── Data provided
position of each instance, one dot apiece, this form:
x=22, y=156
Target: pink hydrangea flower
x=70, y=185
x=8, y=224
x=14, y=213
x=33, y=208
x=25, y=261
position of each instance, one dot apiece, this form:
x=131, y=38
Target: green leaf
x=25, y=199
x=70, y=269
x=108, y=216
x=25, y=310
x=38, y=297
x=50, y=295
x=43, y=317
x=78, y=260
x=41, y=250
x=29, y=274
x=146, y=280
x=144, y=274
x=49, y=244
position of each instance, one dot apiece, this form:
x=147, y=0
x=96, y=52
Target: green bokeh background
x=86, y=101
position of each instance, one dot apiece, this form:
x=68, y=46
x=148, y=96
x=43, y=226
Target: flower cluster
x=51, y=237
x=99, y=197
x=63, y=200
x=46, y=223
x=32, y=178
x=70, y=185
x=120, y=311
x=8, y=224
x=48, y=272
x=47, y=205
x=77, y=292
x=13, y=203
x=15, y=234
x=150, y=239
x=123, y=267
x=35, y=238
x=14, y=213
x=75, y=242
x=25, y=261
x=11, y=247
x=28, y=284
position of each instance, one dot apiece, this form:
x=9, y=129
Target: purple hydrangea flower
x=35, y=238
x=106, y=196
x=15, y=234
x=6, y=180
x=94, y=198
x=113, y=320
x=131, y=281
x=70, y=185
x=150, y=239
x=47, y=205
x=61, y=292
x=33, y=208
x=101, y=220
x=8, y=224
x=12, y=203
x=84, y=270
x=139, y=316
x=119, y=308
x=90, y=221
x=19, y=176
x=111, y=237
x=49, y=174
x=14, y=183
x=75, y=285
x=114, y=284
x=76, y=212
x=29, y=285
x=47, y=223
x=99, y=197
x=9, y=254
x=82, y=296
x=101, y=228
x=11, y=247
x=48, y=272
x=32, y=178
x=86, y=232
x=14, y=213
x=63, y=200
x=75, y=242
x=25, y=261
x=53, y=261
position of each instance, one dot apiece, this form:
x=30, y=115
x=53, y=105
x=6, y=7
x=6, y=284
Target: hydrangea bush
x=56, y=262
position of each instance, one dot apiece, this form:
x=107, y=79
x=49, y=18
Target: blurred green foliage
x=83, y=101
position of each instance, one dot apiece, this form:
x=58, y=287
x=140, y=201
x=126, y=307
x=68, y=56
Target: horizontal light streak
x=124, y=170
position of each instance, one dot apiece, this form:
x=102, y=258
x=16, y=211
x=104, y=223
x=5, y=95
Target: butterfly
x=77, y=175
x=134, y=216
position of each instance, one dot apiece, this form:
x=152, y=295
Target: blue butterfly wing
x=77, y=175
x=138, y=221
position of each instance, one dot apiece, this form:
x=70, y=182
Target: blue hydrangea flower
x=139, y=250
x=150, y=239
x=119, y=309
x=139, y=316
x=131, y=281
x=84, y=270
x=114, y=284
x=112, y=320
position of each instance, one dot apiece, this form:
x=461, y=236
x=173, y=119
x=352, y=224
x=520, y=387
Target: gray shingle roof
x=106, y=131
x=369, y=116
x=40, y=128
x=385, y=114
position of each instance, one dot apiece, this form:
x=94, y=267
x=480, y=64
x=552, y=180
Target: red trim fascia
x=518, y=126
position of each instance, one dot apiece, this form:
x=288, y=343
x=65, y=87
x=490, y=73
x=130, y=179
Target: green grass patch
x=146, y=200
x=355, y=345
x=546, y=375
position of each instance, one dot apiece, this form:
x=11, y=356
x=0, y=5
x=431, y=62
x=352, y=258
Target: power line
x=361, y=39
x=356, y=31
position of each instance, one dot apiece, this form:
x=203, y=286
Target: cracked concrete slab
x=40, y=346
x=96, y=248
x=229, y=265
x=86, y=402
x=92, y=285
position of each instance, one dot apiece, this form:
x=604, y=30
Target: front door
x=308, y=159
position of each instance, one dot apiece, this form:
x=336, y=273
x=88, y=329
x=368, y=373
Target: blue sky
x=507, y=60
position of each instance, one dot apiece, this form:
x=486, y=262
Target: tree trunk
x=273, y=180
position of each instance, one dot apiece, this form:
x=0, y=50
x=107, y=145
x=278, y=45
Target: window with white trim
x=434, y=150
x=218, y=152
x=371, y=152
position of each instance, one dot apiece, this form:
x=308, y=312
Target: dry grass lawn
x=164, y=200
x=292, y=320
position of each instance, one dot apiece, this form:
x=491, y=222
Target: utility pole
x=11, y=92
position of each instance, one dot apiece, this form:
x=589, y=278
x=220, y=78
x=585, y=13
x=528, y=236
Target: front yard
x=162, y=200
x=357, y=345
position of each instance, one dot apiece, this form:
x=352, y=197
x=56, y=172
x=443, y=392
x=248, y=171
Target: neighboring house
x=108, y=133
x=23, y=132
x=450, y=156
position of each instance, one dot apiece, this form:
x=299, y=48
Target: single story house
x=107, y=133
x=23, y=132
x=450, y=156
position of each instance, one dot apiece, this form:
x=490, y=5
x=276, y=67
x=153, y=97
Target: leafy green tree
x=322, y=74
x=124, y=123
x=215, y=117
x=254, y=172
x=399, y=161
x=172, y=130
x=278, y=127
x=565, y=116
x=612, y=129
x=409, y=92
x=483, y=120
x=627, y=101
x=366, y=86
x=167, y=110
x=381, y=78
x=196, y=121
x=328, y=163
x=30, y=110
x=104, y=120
────
• Required task
Select every line of the data above that contains the string "front", and copy those lines.

• Task output
Target: front door
Target: front yard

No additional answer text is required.